● **EXTRAIT DU TEXTE**:
"""

C’est le premier rendez-vous culturel de l’année. Et pour 2022, il est toujours au programme et nous croisons les doigts pour qu’il le reste. Depuis sa création en 2004 par la compagnie de théâtre Les Marches de l’Été et son metteur en scène Jean-Luc Terrade, Trente-Trente défend une programmation de formes courtes, moins d’une heure, hybrides et pluridisciplinaires.
Pour sa 19e édition, Trente-Trente propose 11 artistes régionaux et 16 nationaux et internationaux du 18 janvier au 10 février 2022. 29 spectacles dont 9 créations, 4 étapes de création, et une avant-première, se dérouleront aussi bien à la Salle des fêtes du Grand Parc, à l’atelier des Marches, au Marché de Lerme, à la Halle des Chartrons, l’Hôtel Ragueneau, la Bakery Art Gallery et la Manufacture CDCN à Bordeaux, mais aussi au théâtre des Quatre saisons à Gradignan, sous le Chapitô à Bègles, ou encore à l’Agora à Boulazac (24).
Trois questions à Jean-Luc Terrade
Comment avez-vous conçu cette édition 2022 dans ce contexte de crise sanitaire ?
J’aimerais, pour répondre à cette question, évoquer la thématique qui s’est imposée à cette édition. On peut déjà parler d’un thème commun à tous les spectacles : le rapport au corps. Il est abordé d’une façon générale, par le geste ou la voix. Il s’agit d’un rapport qui part de l’intime du corps présenté, pour parler in fine à l’universel. Selon moi ce thème a d’autant plus de sens après la crise sanitaire qui a éloigné les corps entre eux.

"""

● **DONNÉES EXTRAITES**:
"""

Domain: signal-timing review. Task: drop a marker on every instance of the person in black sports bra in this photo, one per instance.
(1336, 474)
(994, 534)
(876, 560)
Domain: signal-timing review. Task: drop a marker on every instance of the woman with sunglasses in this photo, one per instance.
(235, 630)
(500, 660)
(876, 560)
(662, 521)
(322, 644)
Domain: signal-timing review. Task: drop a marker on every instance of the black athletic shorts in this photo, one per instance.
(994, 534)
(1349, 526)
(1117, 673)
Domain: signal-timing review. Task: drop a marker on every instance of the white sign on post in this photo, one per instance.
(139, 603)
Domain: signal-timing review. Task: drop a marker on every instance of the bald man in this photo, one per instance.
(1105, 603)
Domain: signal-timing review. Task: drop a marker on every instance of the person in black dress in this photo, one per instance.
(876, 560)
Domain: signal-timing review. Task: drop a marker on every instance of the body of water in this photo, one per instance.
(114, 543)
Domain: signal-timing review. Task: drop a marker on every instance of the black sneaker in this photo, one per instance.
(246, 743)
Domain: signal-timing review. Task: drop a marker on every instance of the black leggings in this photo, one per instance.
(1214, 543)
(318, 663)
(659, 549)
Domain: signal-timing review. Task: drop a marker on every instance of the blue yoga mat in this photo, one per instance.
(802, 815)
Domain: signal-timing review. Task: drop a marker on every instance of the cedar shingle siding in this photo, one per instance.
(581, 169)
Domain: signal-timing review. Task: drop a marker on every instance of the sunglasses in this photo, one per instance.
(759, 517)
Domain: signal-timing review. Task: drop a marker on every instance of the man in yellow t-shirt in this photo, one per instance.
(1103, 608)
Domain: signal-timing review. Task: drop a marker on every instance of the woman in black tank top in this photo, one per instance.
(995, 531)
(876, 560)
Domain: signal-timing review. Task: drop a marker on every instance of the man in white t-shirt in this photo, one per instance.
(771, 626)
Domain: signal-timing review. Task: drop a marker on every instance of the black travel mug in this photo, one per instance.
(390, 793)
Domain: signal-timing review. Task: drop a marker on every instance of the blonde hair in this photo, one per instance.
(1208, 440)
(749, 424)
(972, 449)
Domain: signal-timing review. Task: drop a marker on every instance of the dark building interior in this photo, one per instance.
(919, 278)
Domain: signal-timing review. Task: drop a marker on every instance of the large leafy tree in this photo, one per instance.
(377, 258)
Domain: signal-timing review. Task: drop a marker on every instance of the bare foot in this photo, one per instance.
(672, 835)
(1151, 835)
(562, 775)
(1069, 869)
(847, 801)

"""

● **CONSIGNE**:
D'après le texte sur le festival Trente-Trente, répondez aux questions suivantes :
1. En quelle année et par quelle compagnie de théâtre Trente-Trente a-t-il été créé ?
2. Combien de spectacles l'édition 2022 compte-t-elle ?
3. Quel thème commun à tous les spectacles Jean-Luc Terrade évoque-t-il ?

● **RÉPONSE**:
1. En 2004, par la compagnie Les Marches de l'Été.
2. 29 spectacles.
3. Le rapport au corps.